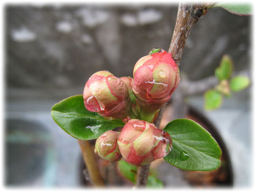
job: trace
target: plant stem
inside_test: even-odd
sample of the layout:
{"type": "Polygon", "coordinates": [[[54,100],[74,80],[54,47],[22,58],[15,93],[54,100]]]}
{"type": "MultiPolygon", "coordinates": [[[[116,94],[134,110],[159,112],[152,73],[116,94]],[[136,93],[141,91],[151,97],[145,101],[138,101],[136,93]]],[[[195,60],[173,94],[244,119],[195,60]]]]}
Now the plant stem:
{"type": "Polygon", "coordinates": [[[89,141],[78,139],[78,143],[81,149],[83,160],[90,174],[91,182],[95,186],[104,186],[105,183],[100,174],[89,141]]]}
{"type": "MultiPolygon", "coordinates": [[[[168,53],[172,54],[172,57],[178,65],[180,64],[185,44],[191,28],[203,14],[202,9],[194,8],[197,7],[199,6],[194,6],[190,3],[179,4],[176,23],[168,50],[168,53]]],[[[155,125],[157,128],[159,128],[166,104],[160,109],[155,121],[155,125]]],[[[146,186],[150,166],[150,164],[147,164],[138,168],[136,187],[145,187],[146,186]]]]}

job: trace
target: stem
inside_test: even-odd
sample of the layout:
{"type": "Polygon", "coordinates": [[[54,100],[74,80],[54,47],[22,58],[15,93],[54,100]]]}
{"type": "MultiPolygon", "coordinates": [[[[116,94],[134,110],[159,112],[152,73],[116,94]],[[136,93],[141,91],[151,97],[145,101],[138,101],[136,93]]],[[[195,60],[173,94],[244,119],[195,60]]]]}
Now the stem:
{"type": "Polygon", "coordinates": [[[150,166],[150,164],[137,168],[136,177],[136,188],[144,188],[146,187],[147,183],[147,176],[149,173],[150,166]]]}
{"type": "Polygon", "coordinates": [[[179,4],[174,29],[168,51],[172,54],[173,58],[178,65],[180,64],[190,30],[203,14],[202,9],[194,8],[197,7],[191,3],[180,3],[179,4]]]}
{"type": "MultiPolygon", "coordinates": [[[[194,7],[192,3],[190,3],[179,4],[176,23],[168,50],[168,53],[172,54],[173,58],[178,65],[180,64],[183,50],[190,30],[202,15],[202,9],[200,9],[200,6],[194,7]]],[[[159,128],[166,106],[166,103],[160,109],[155,122],[155,125],[157,128],[159,128]]],[[[147,164],[138,168],[136,187],[146,186],[150,166],[150,164],[147,164]]]]}
{"type": "Polygon", "coordinates": [[[91,181],[95,186],[103,187],[105,185],[103,179],[100,174],[94,153],[91,148],[89,141],[78,139],[82,157],[90,174],[91,181]]]}

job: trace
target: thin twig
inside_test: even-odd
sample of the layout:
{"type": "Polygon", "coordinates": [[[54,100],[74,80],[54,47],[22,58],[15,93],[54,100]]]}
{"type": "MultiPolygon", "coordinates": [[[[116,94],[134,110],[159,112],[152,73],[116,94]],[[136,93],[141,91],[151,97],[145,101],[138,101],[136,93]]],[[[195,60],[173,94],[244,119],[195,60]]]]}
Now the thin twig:
{"type": "MultiPolygon", "coordinates": [[[[192,3],[180,3],[179,4],[178,14],[176,20],[172,41],[168,50],[176,64],[179,65],[183,53],[183,50],[191,28],[198,20],[202,12],[198,12],[192,3]]],[[[166,104],[160,109],[155,124],[159,128],[163,118],[166,104]]],[[[147,176],[149,172],[150,165],[143,165],[138,169],[136,187],[145,187],[146,184],[147,176]],[[142,177],[142,178],[141,178],[142,177]]]]}
{"type": "Polygon", "coordinates": [[[91,181],[96,187],[103,187],[105,183],[100,174],[94,154],[91,148],[89,141],[78,139],[78,143],[81,149],[83,160],[88,170],[91,181]]]}

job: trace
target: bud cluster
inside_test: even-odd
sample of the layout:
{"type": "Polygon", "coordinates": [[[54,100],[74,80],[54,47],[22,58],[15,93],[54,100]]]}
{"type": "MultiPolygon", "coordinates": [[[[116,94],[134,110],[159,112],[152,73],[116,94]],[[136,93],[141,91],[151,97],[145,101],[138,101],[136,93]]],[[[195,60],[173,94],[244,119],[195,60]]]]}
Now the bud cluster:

◇ ◇ ◇ ◇

Which lines above contain the string "stem"? Copy every one of them, treating uppercase and lowercase letters as different.

Solved exercise —
target: plant stem
Now the plant stem:
target: stem
Now the stem:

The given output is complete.